==== Passage to read ====
Two Snider Hockey Alumnae Now Skate for NU

Published on: January 25, 2021

Two Snider Hockey Alumnae Now Skate for NU

Thanks to the Ed Snider Youth Hockey Association’s Goals & Assists Scholarship, Jasmine Martinez and Victoria Maloney are not only playing on the women’s ice hockey team, but also enjoying a free ride at Neumann University.

The Goals & Assists Scholarship was created through a partnership between the Ed Snider Youth Hockey Foundation and Give Back, which provides Snider Hockey participants with the opportunity to attend one of several post-secondary institutions tuition free. The scholarship is provided to help inspire and academically motivate young people to excel, despite financial and social challenges.  

Martinez, a junior sport management major, and Maloney, a freshman majoring in business administration and finance, have both participated in after-school programming, traveled with hockey teams to compete across the country, represented Snider Hockey at numerous special events, and earned several scholarships throughout their time with the program. Both are now part of the Snider Hockey coaching staff and serve as role models for younger students. 

Ice hockey has been a part of these two athletes’ lives since they were young girls. They strapped skates to their feet when they were in elementary school.  They both learned to skate  near their homes in Philadelphia at rinks that hosted Snider Youth Hockey Association programming.

For Maloney, that rink was at the Simons Rec Center located in the West Oak Lane section of the city. She first went out on the ice when she was 11 years old.  Her father challenged her to learn to skate after she watched her brothers skate. She quickly fell in love with the sport and joined the program offered by the Snider Hockey Association.

“I found that hockey helped me perform better in a lot of areas. Academically, I started to do better, and my mind just started getting quicker,” Maloney said. “Snider is more academic focused that hockey focused. They want you to start planning for your future and they offer a wide variety of opportunities,” she said.

The scholarship was a deciding factor for Maloney coming to Neumann.  Due to the pandemic, she was never able to physically walk around campus and get a proper tour, but she did do a drive-through and fell in love with NU.
==== Data section ====
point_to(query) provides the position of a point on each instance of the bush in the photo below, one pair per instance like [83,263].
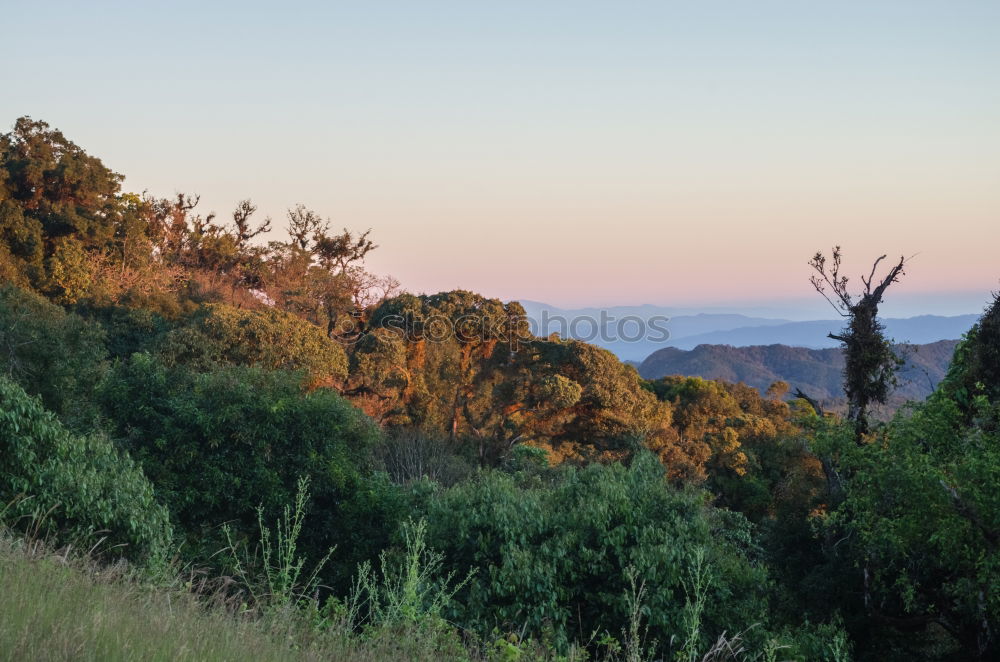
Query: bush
[53,354]
[219,444]
[554,554]
[78,488]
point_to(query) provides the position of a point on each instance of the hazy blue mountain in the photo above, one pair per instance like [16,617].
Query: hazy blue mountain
[919,330]
[818,372]
[688,328]
[619,329]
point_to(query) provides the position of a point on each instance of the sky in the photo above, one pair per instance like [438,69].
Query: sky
[578,153]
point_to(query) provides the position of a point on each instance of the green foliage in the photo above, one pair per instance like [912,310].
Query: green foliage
[278,583]
[53,354]
[218,444]
[75,488]
[553,555]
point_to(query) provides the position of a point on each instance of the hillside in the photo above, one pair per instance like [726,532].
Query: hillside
[688,328]
[816,371]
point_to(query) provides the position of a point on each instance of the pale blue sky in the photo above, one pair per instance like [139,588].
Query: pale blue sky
[572,152]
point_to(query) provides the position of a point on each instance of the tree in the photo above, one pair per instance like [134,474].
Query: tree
[870,364]
[80,488]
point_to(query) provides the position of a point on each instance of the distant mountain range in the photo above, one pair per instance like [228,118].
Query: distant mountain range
[688,329]
[818,372]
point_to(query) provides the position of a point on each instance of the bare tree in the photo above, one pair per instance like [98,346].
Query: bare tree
[870,363]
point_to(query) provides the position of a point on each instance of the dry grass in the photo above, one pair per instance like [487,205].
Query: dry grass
[53,607]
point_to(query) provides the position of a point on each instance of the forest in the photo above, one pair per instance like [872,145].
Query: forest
[231,413]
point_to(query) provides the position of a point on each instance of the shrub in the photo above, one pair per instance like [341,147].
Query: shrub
[77,487]
[53,354]
[554,554]
[220,443]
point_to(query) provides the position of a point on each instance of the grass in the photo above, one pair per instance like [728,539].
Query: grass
[54,608]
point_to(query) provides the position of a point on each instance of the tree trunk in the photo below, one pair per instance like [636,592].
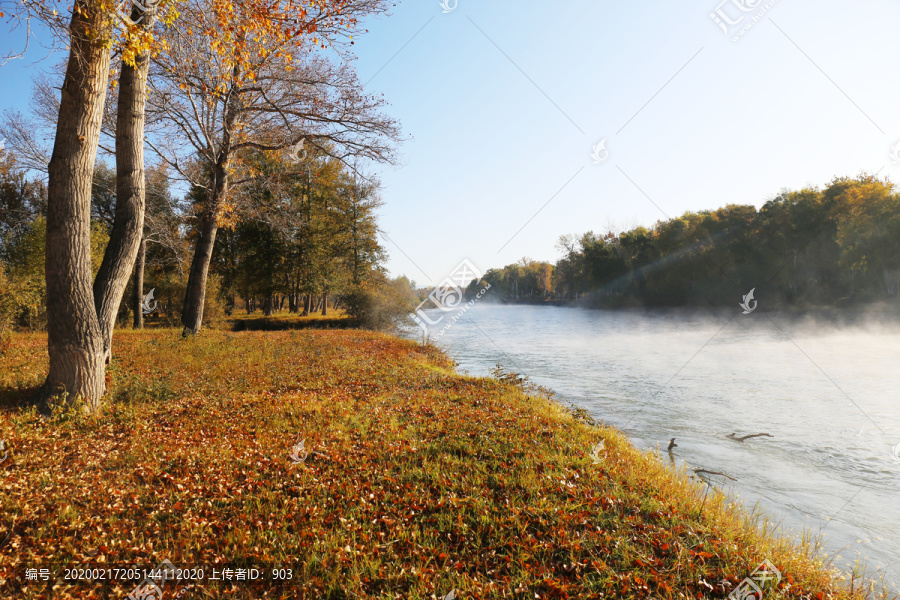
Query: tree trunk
[195,294]
[138,295]
[74,337]
[128,227]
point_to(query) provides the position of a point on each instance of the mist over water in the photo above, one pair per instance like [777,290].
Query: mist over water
[829,394]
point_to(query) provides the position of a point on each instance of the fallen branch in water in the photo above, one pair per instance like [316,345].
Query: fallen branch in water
[698,471]
[734,437]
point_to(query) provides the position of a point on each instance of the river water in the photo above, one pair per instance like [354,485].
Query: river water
[830,396]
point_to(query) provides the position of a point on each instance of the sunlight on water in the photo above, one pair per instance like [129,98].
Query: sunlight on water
[828,395]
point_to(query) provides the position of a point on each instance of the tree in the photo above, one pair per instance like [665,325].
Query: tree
[222,91]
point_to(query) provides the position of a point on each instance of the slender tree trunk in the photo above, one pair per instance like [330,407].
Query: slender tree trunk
[195,295]
[128,227]
[138,294]
[74,336]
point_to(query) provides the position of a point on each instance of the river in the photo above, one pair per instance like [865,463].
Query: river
[829,395]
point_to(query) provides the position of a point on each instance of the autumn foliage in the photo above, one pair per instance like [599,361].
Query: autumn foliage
[418,481]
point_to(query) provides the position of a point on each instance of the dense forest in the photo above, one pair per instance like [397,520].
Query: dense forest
[830,246]
[306,241]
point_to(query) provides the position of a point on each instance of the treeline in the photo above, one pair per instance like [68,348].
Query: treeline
[306,242]
[212,91]
[815,246]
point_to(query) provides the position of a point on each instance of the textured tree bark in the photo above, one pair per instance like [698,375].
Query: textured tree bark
[138,294]
[128,227]
[195,294]
[74,337]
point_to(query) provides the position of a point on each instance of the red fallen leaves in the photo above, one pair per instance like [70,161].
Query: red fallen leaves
[422,484]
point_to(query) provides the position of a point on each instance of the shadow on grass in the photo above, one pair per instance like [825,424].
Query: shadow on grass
[281,324]
[15,399]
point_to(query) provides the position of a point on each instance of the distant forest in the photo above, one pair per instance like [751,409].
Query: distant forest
[832,246]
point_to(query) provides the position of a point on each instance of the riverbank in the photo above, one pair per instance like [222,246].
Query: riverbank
[412,481]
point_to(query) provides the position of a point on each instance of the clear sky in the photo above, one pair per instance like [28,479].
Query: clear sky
[504,101]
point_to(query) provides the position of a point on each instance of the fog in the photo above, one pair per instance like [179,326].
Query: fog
[826,386]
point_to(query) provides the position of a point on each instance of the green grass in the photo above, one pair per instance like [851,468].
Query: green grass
[420,481]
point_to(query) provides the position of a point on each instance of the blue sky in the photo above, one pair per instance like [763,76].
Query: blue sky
[503,103]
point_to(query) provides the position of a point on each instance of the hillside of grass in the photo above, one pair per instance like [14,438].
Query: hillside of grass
[413,481]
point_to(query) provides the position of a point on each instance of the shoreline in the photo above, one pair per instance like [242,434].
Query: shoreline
[420,480]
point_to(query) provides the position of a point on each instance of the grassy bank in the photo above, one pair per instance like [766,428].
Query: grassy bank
[415,481]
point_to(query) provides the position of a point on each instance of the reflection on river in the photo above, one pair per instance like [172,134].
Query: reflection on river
[828,395]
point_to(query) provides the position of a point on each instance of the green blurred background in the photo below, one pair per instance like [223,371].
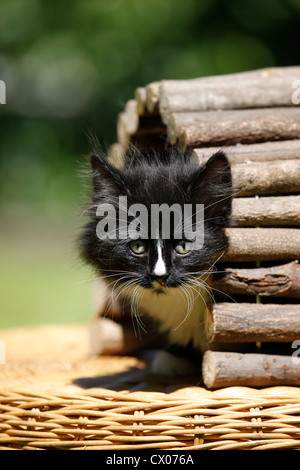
====
■ Exercise prompt ■
Please carry on the article about the two Snider Hockey alumnae at Neumann University, starting right after its last sentence.

■ Answer space ■
“The scholarship was definitely a huge part of coming to Neumann. I knew that I would never be able to afford it,” said the first-generation student. “I wanted to play hockey and I wanted to make sure that I would have a good future for myself after hockey,” Maloney explained.

Martinez followed a similar path through the Snider Youth Hockey program as Maloney did.  Her journey after high school included a stop at West Chester University where she played club ice hockey. She transferred to NU this year to pursue a degree in sport management and play for a Division III team.

An avid ice hockey player who started skating at the age of six, Martinez was also lured to the sport by her brother who skated with the Snider program.

“I love the family aspect that Snider offers. They don’t just do hockey. It’s almost like having two families,” Martinez said of the program.

According to Martinez, she was not able to afford Neumann after high school but when the Snider program offered the scholarship at NU, she quickly decided to take advantage of it. Neumann was always on her radar because a few of her Snider coaches were NU alums.

Martinez, who plans on obtaining her master’s degree in sport management at NU, said that the Snider program taught her much more than simply how to play ice hockey.

“They taught me a lot about self-respect and independence. I gained a few internships while I was in high school. One was at Comcast,” Martinez said, adding that she became friends with Comcast Senior Executive Vice President David Cohen while interning at the global media and technology company.

These two young women have been able to lace up their skates for practice, but both are eager for on-ice competition which has been on hold because of COVID.